-- START Source extract --

By Anna Rzhevkina

The sudden collapse of Silicon Valley Bank and Credit Suisse’s takeover by its rival UBS shook global financial markets, amid fears of potential spillover. Poland’s banking sector looks unlikely to suffer such effects, but it is facing local issues of its own that will test its resilience.

The Silicon Valley Bank (SVB) case marked the largest US banking failure since the 2008 financial crisis. SVB relied heavily on deposits of tech startups, which the bank invested into long-term government bonds. As startups began withdrawing their deposits to stay afloat amid tougher private funding conditions and a chilly IPO environment, SVB found itself short on capital.

In response, the bank announced a plan to raise more than $2 billion in capital, but did not succeed. The sudden need for capital prompted more clients to withdraw their deposits, and within just two days, the bank collapsed.

Polish banks resistant to turmoil

Shortly after, Credit Suisse said it had found “material weaknesses” in its internal controls over financial reporting, and at the end of March Swiss rival UBS agreed to a $3.25 billion deal to buy Credit Suisse. Today, after three US banks failed in the past two months – including a takeover of the majority of assets of the First Republic bank by Wall Street giant JP Morgan this week – investors globally fear a new financial crisis.

-- END Source extract --
-- START Data lines --

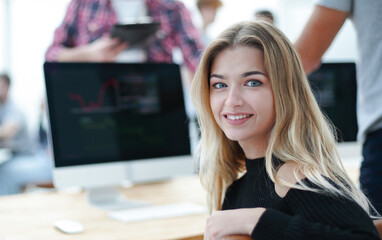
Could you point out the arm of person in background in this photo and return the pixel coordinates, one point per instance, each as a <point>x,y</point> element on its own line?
<point>63,48</point>
<point>318,34</point>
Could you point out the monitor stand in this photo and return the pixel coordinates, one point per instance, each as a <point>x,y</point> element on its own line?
<point>110,198</point>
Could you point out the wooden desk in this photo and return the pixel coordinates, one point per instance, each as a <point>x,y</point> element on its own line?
<point>31,216</point>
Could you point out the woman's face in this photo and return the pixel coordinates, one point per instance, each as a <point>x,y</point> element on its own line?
<point>241,96</point>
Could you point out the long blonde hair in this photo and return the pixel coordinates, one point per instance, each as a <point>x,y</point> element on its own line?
<point>301,133</point>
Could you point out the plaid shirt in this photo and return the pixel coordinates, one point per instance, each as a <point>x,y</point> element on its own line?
<point>86,21</point>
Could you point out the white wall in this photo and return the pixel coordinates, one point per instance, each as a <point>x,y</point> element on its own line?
<point>32,24</point>
<point>2,34</point>
<point>293,14</point>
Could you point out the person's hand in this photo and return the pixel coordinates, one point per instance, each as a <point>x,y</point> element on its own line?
<point>105,49</point>
<point>232,222</point>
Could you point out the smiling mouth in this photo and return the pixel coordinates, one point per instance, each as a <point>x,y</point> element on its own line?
<point>238,117</point>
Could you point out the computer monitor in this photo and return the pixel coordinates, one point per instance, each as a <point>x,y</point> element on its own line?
<point>335,88</point>
<point>112,122</point>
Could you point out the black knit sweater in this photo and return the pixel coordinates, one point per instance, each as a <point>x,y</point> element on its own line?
<point>300,214</point>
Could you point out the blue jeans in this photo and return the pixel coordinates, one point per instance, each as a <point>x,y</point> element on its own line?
<point>371,169</point>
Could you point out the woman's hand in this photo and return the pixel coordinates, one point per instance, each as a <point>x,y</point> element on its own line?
<point>229,222</point>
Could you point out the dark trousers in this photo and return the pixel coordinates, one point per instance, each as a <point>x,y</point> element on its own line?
<point>371,169</point>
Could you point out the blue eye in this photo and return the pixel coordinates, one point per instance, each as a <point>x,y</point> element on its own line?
<point>219,85</point>
<point>253,83</point>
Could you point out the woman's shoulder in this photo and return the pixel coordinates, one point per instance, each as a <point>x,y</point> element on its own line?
<point>287,173</point>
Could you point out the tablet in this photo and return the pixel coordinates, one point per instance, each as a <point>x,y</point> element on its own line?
<point>135,34</point>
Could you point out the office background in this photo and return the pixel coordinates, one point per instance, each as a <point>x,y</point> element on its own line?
<point>26,30</point>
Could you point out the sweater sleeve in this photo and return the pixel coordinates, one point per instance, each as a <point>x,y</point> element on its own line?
<point>316,216</point>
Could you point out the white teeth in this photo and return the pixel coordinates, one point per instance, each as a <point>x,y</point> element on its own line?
<point>237,117</point>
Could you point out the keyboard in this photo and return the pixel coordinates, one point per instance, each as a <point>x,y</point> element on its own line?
<point>157,212</point>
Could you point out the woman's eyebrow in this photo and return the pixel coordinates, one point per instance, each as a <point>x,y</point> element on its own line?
<point>246,74</point>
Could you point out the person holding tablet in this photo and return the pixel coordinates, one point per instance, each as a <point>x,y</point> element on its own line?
<point>84,34</point>
<point>268,158</point>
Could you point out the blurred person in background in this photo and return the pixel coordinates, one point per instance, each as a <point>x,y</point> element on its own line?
<point>84,35</point>
<point>208,10</point>
<point>13,129</point>
<point>324,24</point>
<point>20,163</point>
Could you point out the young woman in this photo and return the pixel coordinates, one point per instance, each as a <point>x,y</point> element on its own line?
<point>267,154</point>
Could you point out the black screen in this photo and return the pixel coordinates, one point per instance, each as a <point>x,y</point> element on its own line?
<point>335,88</point>
<point>103,112</point>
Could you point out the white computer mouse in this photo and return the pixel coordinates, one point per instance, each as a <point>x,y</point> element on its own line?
<point>69,226</point>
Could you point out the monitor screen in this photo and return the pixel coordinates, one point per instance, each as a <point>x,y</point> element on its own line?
<point>106,115</point>
<point>335,88</point>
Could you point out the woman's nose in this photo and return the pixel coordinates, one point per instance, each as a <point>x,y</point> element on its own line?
<point>234,98</point>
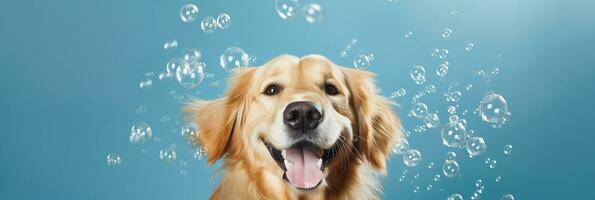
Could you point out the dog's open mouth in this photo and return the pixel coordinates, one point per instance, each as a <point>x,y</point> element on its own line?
<point>303,163</point>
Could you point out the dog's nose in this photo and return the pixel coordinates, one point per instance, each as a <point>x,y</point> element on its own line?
<point>302,116</point>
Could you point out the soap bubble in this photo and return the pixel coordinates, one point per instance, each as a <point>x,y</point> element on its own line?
<point>442,70</point>
<point>140,132</point>
<point>494,110</point>
<point>113,160</point>
<point>446,33</point>
<point>190,75</point>
<point>362,61</point>
<point>223,21</point>
<point>145,84</point>
<point>469,46</point>
<point>450,155</point>
<point>452,110</point>
<point>208,24</point>
<point>432,120</point>
<point>455,197</point>
<point>287,9</point>
<point>173,65</point>
<point>398,93</point>
<point>418,74</point>
<point>199,152</point>
<point>508,149</point>
<point>233,57</point>
<point>191,55</point>
<point>168,154</point>
<point>401,147</point>
<point>313,13</point>
<point>170,45</point>
<point>188,12</point>
<point>188,131</point>
<point>437,177</point>
<point>491,163</point>
<point>475,146</point>
<point>507,197</point>
<point>412,157</point>
<point>454,134</point>
<point>419,110</point>
<point>450,168</point>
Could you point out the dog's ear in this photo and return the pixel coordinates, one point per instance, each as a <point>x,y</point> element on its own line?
<point>217,119</point>
<point>377,126</point>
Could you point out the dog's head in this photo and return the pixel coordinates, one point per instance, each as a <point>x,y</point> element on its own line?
<point>303,119</point>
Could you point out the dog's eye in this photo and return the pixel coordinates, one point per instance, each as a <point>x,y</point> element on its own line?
<point>331,90</point>
<point>272,90</point>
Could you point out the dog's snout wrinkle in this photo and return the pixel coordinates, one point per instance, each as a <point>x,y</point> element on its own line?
<point>303,116</point>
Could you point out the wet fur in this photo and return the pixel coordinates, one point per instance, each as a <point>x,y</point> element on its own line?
<point>250,172</point>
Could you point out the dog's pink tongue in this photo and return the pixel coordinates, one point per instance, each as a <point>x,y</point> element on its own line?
<point>303,172</point>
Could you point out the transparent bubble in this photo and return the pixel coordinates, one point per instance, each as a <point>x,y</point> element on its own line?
<point>418,74</point>
<point>401,147</point>
<point>452,110</point>
<point>287,9</point>
<point>478,183</point>
<point>145,84</point>
<point>507,197</point>
<point>113,160</point>
<point>170,45</point>
<point>362,61</point>
<point>447,33</point>
<point>233,57</point>
<point>494,110</point>
<point>450,155</point>
<point>313,13</point>
<point>432,120</point>
<point>475,146</point>
<point>442,70</point>
<point>173,65</point>
<point>508,149</point>
<point>469,46</point>
<point>223,21</point>
<point>208,24</point>
<point>412,157</point>
<point>491,163</point>
<point>443,53</point>
<point>188,131</point>
<point>199,152</point>
<point>454,134</point>
<point>419,110</point>
<point>188,12</point>
<point>190,75</point>
<point>168,154</point>
<point>398,93</point>
<point>455,197</point>
<point>450,168</point>
<point>140,132</point>
<point>191,55</point>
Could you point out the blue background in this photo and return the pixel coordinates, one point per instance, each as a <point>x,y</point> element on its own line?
<point>69,74</point>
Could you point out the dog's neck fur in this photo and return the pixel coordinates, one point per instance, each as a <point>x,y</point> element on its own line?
<point>245,181</point>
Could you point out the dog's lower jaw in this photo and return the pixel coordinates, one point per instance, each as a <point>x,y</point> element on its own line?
<point>359,181</point>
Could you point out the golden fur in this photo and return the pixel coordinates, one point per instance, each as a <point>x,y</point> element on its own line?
<point>234,127</point>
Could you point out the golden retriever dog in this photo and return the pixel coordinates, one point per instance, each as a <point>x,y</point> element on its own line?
<point>298,128</point>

-- END Data lines --

Short exercise 1 |
Please name every bank that the banking article mentions.
Short exercise 2 |
Write out the part of the listing that opens with the line containing "Could you point out the monitor stand" and closes with the line containing "<point>86,21</point>". Swap "pixel coordinates" for "positions" throughout and keep everything else the same.
The listing has no connection to the banking article.

Full solution 1 |
Silicon Valley Bank (SVB)
Credit Suisse
UBS
First Republic
JP Morgan

Full solution 2 |
Could you point out the monitor stand in this photo and return the positions, one point per instance, each as a <point>x,y</point> element on its own line?
<point>110,198</point>
Could you point out the wooden desk in this photo and return the positions, one point per instance, each as a <point>x,y</point> element on its own line?
<point>31,216</point>
Could you point out the woman's face in this photo and return the positions, one point per instance, each as a <point>x,y</point> element on its own line?
<point>241,96</point>
Could you point out the long blonde hair in this photo and return the positions, one point per instance, each as a <point>x,y</point> element on its own line?
<point>301,133</point>
Could you point out the plaid shirt in this photo and return the positions, one point per instance, each as a <point>x,y</point> element on its own line?
<point>86,21</point>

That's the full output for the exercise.